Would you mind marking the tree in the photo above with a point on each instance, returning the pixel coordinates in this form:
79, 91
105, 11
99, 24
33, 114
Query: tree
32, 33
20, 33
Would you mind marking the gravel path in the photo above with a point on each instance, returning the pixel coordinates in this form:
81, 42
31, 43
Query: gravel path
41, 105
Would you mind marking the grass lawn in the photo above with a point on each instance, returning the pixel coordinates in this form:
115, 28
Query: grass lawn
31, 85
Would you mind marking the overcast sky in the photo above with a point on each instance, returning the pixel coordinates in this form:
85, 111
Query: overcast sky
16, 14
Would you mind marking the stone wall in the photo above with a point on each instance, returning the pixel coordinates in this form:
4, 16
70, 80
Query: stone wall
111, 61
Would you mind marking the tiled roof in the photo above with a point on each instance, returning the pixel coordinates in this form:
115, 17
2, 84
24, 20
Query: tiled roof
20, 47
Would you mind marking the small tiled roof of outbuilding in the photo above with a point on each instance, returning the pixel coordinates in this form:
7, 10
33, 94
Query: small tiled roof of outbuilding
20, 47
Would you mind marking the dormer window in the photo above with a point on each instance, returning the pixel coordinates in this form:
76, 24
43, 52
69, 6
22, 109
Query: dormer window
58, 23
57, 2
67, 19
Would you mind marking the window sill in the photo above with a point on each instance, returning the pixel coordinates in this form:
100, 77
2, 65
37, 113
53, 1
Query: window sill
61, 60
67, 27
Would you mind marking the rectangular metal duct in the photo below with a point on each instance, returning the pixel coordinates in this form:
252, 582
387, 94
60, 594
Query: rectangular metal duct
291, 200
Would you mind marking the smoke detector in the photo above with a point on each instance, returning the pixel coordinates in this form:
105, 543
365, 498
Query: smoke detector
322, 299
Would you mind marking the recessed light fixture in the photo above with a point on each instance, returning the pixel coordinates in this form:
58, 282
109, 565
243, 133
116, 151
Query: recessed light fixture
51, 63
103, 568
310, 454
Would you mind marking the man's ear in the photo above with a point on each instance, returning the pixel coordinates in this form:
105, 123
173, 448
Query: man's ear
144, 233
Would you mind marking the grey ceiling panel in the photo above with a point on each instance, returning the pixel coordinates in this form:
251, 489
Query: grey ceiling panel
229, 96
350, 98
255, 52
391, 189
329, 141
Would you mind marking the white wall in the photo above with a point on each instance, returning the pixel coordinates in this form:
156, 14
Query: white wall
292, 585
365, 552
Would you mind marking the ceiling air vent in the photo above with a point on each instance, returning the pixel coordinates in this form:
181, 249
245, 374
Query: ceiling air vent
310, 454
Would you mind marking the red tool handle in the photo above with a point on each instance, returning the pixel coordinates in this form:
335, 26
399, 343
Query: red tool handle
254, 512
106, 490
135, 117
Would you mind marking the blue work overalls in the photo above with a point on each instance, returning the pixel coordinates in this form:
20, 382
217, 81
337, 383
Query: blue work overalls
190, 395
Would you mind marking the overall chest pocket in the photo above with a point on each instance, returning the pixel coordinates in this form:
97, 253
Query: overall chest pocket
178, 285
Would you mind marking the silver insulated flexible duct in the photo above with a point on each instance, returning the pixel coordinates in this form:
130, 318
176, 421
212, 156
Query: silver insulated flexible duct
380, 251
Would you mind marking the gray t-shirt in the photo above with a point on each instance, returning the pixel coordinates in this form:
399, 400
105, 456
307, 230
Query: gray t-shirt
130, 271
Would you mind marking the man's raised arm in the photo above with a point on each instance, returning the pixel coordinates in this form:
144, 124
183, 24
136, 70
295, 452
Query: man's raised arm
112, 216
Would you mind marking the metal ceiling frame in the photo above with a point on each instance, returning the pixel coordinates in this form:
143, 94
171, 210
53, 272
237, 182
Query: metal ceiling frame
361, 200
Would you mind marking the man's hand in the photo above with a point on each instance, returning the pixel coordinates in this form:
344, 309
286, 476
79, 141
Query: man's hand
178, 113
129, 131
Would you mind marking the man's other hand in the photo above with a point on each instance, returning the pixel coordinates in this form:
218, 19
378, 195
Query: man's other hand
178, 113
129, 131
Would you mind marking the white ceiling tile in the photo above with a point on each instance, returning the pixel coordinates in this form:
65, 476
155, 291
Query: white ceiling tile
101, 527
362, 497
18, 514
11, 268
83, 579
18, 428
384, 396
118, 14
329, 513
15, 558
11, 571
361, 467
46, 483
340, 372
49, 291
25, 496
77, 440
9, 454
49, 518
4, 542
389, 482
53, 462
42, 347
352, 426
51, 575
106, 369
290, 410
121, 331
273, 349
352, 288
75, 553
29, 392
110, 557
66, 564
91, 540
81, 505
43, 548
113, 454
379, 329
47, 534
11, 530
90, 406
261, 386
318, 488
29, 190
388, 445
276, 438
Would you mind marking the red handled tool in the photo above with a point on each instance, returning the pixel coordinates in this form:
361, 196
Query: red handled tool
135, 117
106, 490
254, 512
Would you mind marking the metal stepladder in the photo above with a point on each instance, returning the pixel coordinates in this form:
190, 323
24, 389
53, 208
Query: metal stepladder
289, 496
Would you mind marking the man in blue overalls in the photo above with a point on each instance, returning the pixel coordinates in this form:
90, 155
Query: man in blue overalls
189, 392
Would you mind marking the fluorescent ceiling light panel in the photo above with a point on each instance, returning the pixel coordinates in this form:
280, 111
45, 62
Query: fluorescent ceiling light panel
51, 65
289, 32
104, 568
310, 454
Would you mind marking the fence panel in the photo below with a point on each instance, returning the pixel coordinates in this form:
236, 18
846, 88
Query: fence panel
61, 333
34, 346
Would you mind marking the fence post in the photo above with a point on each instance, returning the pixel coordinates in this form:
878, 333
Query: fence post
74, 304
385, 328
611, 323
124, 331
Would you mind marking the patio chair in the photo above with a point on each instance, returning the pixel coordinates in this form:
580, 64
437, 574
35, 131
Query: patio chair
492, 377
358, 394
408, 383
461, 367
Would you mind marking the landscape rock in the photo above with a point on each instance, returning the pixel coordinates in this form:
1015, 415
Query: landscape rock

····················

Work request
Reply with every line of the listing that has the string "landscape".

Exercise output
Would you mind marking the landscape rock in the photo above with a point on each instance, returning the pixel coordinates in this form:
Query: landscape rock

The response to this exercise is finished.